→ Annotation dataset entries:
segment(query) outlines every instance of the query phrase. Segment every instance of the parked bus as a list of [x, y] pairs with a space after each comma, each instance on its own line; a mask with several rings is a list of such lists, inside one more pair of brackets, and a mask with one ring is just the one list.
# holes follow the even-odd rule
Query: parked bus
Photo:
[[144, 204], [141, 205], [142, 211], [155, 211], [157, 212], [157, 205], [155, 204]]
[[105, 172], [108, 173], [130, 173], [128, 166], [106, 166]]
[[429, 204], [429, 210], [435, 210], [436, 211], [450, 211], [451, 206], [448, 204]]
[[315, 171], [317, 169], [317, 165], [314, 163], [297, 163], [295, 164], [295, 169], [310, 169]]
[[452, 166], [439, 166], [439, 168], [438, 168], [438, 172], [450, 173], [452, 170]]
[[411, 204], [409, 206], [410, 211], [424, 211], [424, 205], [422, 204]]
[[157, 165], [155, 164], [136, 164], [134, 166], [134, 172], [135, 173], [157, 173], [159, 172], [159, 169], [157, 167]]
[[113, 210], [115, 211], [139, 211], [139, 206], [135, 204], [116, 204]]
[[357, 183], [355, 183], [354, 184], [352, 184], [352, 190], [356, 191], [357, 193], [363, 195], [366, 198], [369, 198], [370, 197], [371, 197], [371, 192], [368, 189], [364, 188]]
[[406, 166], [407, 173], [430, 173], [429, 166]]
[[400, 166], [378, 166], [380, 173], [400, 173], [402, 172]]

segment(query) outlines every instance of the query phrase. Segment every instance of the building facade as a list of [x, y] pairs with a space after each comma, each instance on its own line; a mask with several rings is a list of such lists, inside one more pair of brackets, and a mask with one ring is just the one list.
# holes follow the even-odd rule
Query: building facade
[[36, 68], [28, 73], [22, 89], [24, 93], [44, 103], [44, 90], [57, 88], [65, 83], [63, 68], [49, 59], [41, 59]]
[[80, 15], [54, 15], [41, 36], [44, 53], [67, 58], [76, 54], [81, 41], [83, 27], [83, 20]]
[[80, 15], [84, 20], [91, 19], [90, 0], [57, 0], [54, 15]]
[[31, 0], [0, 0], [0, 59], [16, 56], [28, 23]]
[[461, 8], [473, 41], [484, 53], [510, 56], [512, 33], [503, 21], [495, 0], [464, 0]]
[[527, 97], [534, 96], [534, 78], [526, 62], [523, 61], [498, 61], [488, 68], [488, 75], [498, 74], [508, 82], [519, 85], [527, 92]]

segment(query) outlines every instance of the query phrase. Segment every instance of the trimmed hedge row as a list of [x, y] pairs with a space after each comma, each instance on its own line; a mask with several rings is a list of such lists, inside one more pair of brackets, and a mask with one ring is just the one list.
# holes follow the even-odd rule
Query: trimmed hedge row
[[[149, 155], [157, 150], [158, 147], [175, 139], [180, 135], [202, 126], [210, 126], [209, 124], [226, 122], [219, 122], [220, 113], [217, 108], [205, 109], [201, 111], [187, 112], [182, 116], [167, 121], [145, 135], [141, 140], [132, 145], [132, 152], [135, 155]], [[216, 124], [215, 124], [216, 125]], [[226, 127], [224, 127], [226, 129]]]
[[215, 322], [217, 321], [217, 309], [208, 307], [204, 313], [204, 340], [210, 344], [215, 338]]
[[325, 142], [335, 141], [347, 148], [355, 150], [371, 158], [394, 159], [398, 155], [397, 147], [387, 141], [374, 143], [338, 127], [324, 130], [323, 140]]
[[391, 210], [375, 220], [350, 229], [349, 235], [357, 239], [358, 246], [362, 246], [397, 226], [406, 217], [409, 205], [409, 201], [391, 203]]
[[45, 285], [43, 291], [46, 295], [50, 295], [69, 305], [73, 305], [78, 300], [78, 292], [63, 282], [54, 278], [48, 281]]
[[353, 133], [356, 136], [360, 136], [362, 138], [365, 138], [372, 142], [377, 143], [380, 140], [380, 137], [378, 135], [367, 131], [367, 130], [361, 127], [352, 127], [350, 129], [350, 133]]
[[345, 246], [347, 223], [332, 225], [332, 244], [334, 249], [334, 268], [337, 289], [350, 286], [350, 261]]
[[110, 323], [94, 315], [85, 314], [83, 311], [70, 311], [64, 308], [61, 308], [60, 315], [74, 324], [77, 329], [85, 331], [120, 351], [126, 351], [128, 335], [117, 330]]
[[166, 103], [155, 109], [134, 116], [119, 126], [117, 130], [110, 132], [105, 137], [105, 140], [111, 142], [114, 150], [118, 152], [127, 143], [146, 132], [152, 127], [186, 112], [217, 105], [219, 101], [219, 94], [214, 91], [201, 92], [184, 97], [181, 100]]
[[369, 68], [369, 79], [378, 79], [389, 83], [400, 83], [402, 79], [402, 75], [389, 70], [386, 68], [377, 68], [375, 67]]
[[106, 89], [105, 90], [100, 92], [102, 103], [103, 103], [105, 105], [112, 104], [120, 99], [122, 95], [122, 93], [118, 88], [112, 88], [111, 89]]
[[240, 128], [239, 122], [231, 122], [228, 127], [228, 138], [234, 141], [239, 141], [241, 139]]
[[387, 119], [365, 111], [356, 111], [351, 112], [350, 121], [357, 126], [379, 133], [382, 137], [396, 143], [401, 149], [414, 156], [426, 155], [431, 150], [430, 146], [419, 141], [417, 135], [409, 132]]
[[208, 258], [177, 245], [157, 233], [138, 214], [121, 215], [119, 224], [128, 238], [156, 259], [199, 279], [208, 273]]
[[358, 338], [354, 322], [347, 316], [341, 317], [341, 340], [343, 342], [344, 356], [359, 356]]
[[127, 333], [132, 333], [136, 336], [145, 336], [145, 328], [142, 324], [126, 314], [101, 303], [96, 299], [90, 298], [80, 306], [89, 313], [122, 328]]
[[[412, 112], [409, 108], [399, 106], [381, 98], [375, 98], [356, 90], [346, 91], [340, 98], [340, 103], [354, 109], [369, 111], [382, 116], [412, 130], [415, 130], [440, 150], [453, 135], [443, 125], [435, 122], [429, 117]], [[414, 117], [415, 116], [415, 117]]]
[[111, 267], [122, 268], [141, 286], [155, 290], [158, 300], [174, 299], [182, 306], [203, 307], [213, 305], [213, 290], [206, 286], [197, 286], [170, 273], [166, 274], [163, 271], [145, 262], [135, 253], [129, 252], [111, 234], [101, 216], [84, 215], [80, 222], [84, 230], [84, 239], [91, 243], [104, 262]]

→ WHAT IS EXPECTED:
Render these items as a two-column CSV with the headers "prompt" and "outlines", one row per item. Put each item's text and its answer in a single quoted field, with line breaks replaced by spaces.

→ COMPLETE RESPONSE:
prompt,outlines
"segment(query) outlines every instance of the query phrase. Segment every instance of the parked bus as a list of [x, y] pairs with a space after each comma, each instance on its own line; a mask with several rings is a list of such lists, inside one more pair of brackets, and a mask with one ring is just the one list. # holes follow the even-odd rule Query: parked bus Photo:","[[144, 204], [141, 205], [142, 211], [155, 211], [157, 212], [157, 205], [155, 204]] [[105, 172], [108, 173], [130, 173], [128, 166], [106, 166]] [[429, 204], [429, 210], [435, 210], [436, 211], [450, 211], [451, 206], [448, 204]] [[315, 171], [317, 169], [317, 165], [314, 163], [297, 163], [295, 164], [295, 169], [310, 169]] [[452, 166], [439, 166], [439, 168], [438, 168], [438, 172], [450, 173], [452, 170]] [[411, 204], [409, 206], [410, 211], [424, 211], [424, 205], [422, 204]] [[157, 165], [155, 164], [136, 164], [134, 166], [134, 172], [135, 173], [157, 173], [159, 172], [159, 169], [157, 167]] [[113, 210], [115, 211], [139, 211], [139, 206], [135, 204], [116, 204]] [[357, 183], [355, 183], [354, 184], [352, 184], [352, 190], [356, 191], [357, 193], [363, 195], [366, 198], [369, 198], [370, 197], [371, 197], [371, 192], [368, 189], [364, 188]] [[406, 166], [407, 173], [430, 173], [429, 166]] [[400, 166], [378, 166], [380, 173], [400, 173], [402, 172]]"
"segment(query) outlines every instance of the query phrase. Segment every instance of the building facade as a list of [x, y] pairs with a space after each comma, each instance on its own line; a mask with several rings is a list of such lists, inside one more pair of brackets, and a mask with one ring is just the one list. # holes follow the even-odd rule Query: building facade","[[36, 68], [28, 73], [22, 89], [24, 93], [44, 103], [44, 90], [57, 88], [65, 83], [63, 68], [49, 59], [41, 59]] [[80, 15], [54, 15], [41, 36], [44, 53], [67, 58], [76, 54], [81, 41], [83, 27], [83, 20]] [[80, 15], [84, 20], [91, 19], [90, 0], [57, 0], [54, 15]] [[31, 0], [0, 0], [0, 59], [16, 56], [28, 23]] [[461, 8], [473, 41], [484, 53], [510, 56], [512, 33], [503, 21], [495, 0], [464, 0]] [[527, 97], [534, 96], [534, 78], [526, 62], [523, 61], [498, 61], [488, 68], [488, 75], [498, 74], [508, 82], [519, 85], [527, 92]]"
"segment(query) outlines every instance of the query phrase. Segment every instance of the trimmed hedge row as a list of [x, y] pairs with a space after each comma, each instance on its own line; a mask with several rings is a list of such lists, inside one more pair of brackets, and a mask with one ring is just the one list. # holes follow the even-odd rule Query: trimmed hedge row","[[[149, 155], [157, 150], [158, 147], [175, 139], [180, 135], [202, 126], [210, 126], [209, 124], [226, 122], [219, 122], [220, 113], [217, 108], [205, 109], [201, 111], [187, 112], [182, 116], [167, 121], [145, 135], [141, 140], [132, 145], [132, 152], [135, 155]], [[216, 124], [215, 124], [216, 125]], [[226, 127], [224, 127], [226, 129]]] [[215, 322], [217, 321], [217, 309], [208, 307], [204, 313], [204, 340], [210, 344], [215, 338]] [[325, 142], [335, 141], [347, 148], [355, 150], [371, 158], [394, 159], [398, 155], [397, 147], [387, 141], [374, 143], [338, 127], [324, 130], [323, 140]] [[391, 210], [375, 220], [350, 229], [349, 235], [357, 239], [358, 246], [362, 246], [397, 226], [406, 217], [409, 205], [409, 201], [391, 203]] [[45, 285], [43, 291], [46, 295], [50, 295], [69, 305], [73, 305], [78, 300], [78, 292], [63, 282], [54, 278], [48, 281]] [[353, 133], [356, 136], [360, 136], [362, 138], [365, 138], [372, 142], [377, 143], [380, 140], [380, 137], [378, 135], [367, 131], [367, 130], [361, 127], [352, 127], [350, 129], [350, 133]] [[345, 246], [347, 223], [332, 225], [332, 244], [334, 249], [334, 268], [337, 289], [350, 286], [350, 261]] [[110, 323], [94, 315], [85, 314], [83, 311], [70, 311], [64, 308], [61, 308], [60, 315], [74, 324], [77, 329], [85, 331], [120, 351], [126, 351], [128, 335], [117, 330]] [[166, 103], [155, 109], [134, 116], [119, 126], [117, 130], [110, 132], [105, 137], [105, 140], [111, 142], [114, 150], [118, 152], [127, 143], [146, 132], [152, 127], [186, 112], [217, 105], [219, 101], [219, 94], [214, 91], [201, 92], [184, 97], [181, 100]] [[369, 68], [369, 79], [378, 79], [389, 83], [400, 83], [402, 79], [402, 75], [389, 70], [386, 68], [377, 68], [375, 67]] [[106, 89], [105, 90], [100, 92], [102, 103], [103, 103], [105, 105], [112, 104], [120, 99], [122, 95], [122, 93], [118, 88], [112, 88], [111, 89]] [[240, 128], [239, 122], [231, 122], [228, 127], [228, 138], [234, 141], [239, 141], [241, 139]] [[387, 119], [365, 111], [356, 111], [351, 112], [350, 121], [357, 126], [379, 133], [382, 137], [396, 143], [401, 149], [414, 156], [426, 155], [431, 150], [430, 146], [419, 141], [417, 135], [409, 132]] [[208, 258], [177, 245], [157, 233], [138, 214], [121, 215], [119, 224], [128, 238], [156, 259], [199, 279], [208, 273]] [[358, 338], [354, 322], [347, 316], [341, 317], [341, 340], [343, 342], [344, 356], [359, 356]] [[127, 333], [132, 333], [136, 336], [145, 336], [145, 328], [142, 324], [126, 314], [101, 303], [96, 299], [90, 298], [80, 306], [89, 313], [122, 328]] [[[412, 112], [409, 108], [399, 106], [381, 98], [375, 98], [356, 90], [346, 91], [340, 98], [340, 103], [354, 109], [369, 111], [382, 116], [412, 130], [415, 130], [440, 150], [453, 135], [443, 125], [435, 122], [429, 117]], [[414, 117], [415, 116], [415, 117]]] [[111, 267], [122, 268], [141, 286], [155, 290], [158, 300], [174, 299], [182, 306], [203, 307], [213, 305], [213, 290], [206, 286], [197, 286], [170, 273], [166, 274], [163, 271], [145, 262], [135, 253], [129, 252], [111, 234], [101, 216], [84, 215], [80, 222], [84, 230], [84, 239], [91, 243], [104, 262]]"